What you should do
Pull out every line in the rows below that contains the word "blue", and copy each one in full.

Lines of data
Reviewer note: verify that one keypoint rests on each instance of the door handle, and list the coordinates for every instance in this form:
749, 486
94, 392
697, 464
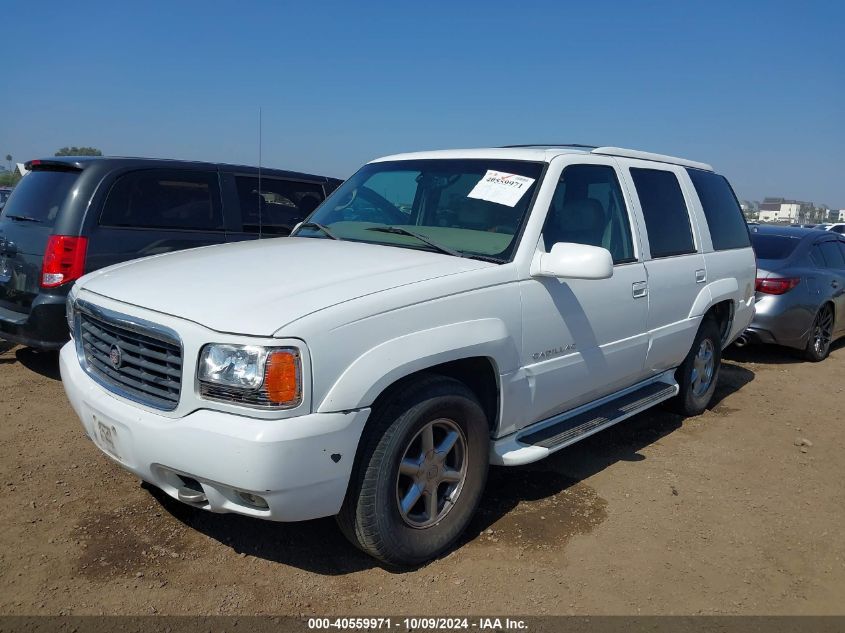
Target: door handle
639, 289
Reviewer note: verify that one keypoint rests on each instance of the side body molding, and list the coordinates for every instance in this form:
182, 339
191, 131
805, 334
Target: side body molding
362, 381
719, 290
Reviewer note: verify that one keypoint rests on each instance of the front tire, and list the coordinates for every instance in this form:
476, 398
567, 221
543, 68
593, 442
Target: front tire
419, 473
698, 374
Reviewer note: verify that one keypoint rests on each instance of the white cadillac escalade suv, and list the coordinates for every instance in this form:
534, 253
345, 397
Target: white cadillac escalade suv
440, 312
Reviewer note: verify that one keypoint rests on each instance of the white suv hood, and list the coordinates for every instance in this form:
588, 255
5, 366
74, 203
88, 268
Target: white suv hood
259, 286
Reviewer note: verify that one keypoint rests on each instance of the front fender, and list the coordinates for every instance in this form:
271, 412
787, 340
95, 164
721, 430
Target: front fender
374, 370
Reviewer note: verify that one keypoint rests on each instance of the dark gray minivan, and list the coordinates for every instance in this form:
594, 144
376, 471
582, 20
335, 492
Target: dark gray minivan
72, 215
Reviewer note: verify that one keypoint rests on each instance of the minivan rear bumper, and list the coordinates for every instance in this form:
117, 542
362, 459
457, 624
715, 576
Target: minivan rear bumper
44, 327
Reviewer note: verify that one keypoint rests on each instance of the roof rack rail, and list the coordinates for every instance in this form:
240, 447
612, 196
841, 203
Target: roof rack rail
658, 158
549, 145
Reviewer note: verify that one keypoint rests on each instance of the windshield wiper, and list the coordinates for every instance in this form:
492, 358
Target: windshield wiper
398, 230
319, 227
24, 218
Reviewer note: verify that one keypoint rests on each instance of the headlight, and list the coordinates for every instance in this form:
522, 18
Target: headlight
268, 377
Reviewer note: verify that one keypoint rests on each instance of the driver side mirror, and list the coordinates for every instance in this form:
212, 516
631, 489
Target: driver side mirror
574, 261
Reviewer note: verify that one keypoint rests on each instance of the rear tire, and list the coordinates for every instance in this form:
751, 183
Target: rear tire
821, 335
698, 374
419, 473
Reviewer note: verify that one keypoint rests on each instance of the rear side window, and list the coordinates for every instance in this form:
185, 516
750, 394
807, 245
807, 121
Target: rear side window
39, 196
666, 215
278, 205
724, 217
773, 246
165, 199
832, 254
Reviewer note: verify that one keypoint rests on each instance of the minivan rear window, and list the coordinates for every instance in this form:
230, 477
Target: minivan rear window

...

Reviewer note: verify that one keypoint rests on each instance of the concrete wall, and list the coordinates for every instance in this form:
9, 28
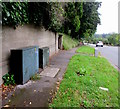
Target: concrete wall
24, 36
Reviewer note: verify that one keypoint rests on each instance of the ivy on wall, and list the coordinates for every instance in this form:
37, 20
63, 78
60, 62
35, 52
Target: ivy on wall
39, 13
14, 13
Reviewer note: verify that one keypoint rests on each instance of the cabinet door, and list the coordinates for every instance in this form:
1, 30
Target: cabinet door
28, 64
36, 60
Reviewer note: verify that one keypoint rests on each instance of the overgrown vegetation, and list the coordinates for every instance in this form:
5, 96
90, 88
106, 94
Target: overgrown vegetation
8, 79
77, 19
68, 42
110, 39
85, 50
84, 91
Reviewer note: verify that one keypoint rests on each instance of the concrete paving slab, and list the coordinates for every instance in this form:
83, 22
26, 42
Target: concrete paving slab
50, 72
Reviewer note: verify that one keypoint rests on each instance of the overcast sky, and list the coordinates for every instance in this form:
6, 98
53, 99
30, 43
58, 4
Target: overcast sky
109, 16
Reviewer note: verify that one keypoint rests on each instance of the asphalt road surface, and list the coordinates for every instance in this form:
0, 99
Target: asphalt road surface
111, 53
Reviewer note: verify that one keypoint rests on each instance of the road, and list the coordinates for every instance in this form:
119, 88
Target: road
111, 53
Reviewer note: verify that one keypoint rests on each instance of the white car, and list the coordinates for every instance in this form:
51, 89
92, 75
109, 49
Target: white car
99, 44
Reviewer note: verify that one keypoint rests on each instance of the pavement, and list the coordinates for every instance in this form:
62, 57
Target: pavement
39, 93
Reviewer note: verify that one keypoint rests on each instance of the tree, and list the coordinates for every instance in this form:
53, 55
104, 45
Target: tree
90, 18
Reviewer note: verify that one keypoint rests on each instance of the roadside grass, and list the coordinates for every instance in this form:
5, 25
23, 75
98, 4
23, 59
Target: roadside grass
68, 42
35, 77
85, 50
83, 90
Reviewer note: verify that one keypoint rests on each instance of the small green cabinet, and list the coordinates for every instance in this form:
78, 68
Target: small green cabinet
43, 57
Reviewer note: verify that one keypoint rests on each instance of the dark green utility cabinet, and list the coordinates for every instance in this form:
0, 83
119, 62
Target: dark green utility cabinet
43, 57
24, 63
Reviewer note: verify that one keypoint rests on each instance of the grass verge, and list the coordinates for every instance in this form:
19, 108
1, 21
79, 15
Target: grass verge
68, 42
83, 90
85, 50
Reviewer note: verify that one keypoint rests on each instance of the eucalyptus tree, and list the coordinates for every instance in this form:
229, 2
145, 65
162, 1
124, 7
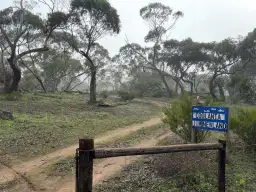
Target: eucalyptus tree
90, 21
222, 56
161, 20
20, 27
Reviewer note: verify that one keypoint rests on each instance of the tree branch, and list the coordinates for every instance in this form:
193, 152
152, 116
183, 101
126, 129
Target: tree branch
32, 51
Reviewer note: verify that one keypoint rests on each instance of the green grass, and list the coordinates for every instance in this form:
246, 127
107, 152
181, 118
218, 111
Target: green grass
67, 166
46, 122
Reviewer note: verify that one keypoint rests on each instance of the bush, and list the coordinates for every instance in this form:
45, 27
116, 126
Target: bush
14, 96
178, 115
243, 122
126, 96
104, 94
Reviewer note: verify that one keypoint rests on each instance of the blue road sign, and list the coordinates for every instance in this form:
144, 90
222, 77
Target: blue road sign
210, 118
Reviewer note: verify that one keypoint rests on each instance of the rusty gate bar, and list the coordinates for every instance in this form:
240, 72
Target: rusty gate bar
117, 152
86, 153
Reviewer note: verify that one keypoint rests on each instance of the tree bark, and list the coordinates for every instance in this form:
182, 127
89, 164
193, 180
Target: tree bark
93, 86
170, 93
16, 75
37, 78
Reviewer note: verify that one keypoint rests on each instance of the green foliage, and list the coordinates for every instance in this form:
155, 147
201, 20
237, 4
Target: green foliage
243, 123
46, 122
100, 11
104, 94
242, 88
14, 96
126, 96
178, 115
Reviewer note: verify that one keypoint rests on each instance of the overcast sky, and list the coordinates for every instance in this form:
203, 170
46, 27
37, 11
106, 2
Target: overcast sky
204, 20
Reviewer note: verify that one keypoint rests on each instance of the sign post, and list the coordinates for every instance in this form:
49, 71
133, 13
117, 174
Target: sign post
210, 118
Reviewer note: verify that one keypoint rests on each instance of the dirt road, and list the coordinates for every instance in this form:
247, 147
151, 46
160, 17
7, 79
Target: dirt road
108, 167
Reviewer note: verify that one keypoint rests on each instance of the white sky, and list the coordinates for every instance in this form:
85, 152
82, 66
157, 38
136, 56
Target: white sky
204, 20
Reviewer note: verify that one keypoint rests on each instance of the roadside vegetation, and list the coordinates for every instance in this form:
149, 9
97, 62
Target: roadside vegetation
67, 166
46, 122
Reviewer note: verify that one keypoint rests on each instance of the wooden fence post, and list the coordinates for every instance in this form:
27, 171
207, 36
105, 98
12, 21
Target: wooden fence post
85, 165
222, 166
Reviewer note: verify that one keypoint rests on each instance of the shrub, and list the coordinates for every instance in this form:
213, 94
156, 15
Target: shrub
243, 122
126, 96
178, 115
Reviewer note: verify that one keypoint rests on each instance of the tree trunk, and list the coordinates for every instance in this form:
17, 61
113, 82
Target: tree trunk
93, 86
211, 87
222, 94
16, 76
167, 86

Expected output
Reviewer note: verify that one keypoint rests on each instance of the blue road sign, and list the coordinates for every instance in this form:
Target: blue road sign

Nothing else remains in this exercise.